* [Exercise prompt]: Copy each line of the data beneath in which the word "retaining" appears.

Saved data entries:
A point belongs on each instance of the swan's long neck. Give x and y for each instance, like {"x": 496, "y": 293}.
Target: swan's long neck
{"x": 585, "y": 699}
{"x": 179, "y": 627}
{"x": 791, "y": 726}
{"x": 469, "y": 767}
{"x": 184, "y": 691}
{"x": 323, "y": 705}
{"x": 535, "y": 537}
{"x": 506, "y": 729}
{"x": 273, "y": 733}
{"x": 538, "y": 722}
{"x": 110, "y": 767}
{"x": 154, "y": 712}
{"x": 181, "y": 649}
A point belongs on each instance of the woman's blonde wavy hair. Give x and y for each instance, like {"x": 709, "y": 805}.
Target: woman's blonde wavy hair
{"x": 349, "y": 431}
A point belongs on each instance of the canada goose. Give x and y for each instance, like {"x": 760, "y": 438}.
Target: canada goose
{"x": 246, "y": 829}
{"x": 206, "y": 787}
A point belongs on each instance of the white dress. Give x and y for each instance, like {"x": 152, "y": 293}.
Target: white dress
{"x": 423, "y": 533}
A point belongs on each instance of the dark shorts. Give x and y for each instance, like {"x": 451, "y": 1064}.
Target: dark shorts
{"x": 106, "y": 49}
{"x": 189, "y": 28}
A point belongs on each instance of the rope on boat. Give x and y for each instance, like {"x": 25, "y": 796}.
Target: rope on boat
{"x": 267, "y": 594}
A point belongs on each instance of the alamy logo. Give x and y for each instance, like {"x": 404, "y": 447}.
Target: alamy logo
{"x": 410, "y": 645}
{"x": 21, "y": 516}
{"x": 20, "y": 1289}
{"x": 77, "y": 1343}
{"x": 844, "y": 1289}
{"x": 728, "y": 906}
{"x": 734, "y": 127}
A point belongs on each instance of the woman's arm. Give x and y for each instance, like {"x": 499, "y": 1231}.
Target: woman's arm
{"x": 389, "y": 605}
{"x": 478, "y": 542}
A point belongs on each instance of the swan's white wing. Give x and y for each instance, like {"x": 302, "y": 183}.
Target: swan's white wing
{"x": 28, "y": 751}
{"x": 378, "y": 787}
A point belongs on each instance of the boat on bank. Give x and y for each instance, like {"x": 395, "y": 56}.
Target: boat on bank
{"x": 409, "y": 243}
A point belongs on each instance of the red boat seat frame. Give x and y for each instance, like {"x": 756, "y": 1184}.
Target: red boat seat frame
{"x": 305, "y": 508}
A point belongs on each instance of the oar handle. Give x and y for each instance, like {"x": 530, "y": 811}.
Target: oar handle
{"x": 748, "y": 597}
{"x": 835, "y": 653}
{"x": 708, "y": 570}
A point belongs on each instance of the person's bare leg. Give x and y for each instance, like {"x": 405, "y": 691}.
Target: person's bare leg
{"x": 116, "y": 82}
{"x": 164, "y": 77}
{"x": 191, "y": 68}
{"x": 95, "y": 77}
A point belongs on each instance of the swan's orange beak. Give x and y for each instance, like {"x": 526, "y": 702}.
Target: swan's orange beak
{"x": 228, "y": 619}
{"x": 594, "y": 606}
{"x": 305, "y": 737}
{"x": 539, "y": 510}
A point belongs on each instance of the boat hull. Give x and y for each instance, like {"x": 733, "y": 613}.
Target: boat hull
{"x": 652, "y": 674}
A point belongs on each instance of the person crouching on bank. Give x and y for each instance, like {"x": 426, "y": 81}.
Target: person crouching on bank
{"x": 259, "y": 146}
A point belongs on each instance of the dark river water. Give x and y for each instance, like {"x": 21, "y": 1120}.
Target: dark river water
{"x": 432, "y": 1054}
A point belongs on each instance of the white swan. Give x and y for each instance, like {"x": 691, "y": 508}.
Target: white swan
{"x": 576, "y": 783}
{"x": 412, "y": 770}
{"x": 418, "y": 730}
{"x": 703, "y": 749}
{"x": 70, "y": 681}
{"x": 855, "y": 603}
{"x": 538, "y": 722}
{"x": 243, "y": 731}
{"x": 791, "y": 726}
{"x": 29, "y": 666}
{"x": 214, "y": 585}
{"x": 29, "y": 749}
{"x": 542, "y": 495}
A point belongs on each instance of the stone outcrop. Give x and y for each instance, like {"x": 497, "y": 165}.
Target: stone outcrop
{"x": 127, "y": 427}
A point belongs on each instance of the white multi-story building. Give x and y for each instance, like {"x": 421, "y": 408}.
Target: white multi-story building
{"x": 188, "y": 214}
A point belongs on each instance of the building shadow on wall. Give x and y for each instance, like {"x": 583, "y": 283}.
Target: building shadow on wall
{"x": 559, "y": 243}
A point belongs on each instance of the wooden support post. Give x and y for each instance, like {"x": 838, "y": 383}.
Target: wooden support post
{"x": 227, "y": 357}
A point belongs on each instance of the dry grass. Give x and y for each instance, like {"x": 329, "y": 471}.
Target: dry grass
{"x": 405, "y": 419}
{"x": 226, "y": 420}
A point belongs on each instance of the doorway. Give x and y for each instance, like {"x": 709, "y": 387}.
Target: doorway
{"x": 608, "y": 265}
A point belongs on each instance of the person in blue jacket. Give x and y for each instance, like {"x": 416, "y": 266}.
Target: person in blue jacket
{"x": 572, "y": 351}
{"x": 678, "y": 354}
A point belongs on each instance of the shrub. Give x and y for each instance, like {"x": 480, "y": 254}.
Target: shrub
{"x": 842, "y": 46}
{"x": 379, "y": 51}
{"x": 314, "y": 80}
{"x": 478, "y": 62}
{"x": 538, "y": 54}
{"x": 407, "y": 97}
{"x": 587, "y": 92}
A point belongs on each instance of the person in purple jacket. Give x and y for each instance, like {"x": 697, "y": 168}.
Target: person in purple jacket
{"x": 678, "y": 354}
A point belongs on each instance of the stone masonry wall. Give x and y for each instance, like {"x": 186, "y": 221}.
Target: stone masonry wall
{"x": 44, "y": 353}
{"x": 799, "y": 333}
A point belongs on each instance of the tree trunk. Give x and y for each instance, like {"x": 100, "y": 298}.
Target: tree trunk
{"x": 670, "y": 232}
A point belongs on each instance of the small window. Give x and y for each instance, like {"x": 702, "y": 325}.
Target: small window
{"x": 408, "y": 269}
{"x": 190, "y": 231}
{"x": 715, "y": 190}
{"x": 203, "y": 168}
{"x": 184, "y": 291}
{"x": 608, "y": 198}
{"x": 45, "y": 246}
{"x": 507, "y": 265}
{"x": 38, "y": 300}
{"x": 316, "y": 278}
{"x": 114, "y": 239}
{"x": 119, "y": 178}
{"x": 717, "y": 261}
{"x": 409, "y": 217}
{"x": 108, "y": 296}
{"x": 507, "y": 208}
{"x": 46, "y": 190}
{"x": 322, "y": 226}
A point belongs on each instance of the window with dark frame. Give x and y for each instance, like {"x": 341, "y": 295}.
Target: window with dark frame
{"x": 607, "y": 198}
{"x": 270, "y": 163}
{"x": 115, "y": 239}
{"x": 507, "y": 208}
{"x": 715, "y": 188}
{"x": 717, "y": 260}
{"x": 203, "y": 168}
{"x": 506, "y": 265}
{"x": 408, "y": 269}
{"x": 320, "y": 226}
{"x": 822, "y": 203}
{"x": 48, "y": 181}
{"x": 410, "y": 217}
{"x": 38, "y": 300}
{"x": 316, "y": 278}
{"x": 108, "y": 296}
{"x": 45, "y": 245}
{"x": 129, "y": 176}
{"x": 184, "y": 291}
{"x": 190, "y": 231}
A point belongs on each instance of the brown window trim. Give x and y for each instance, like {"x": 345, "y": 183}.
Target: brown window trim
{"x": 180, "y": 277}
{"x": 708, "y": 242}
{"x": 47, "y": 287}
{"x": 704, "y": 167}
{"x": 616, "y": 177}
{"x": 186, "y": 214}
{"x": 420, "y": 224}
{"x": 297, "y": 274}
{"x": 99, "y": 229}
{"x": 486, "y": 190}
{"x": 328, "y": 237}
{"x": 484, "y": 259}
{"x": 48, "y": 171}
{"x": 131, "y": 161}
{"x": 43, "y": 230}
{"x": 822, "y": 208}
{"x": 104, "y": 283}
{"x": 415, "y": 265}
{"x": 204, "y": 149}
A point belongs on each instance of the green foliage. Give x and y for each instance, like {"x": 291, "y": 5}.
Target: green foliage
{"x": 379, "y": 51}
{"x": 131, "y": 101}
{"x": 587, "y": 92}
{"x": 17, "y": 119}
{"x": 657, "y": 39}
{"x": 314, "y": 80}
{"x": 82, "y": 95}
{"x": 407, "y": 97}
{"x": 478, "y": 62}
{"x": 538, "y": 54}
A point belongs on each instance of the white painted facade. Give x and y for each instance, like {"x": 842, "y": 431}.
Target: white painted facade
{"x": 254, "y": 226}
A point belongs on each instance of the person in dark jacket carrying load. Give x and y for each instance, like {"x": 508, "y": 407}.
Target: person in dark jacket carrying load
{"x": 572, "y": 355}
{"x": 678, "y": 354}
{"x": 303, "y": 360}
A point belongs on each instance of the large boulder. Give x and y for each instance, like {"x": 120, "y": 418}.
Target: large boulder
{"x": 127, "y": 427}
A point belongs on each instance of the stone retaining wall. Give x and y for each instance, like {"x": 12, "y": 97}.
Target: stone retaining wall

* [Output for this task]:
A point belongs on each instance of the stone retaining wall. Give x and y for each instance, like {"x": 12, "y": 97}.
Target: stone retaining wall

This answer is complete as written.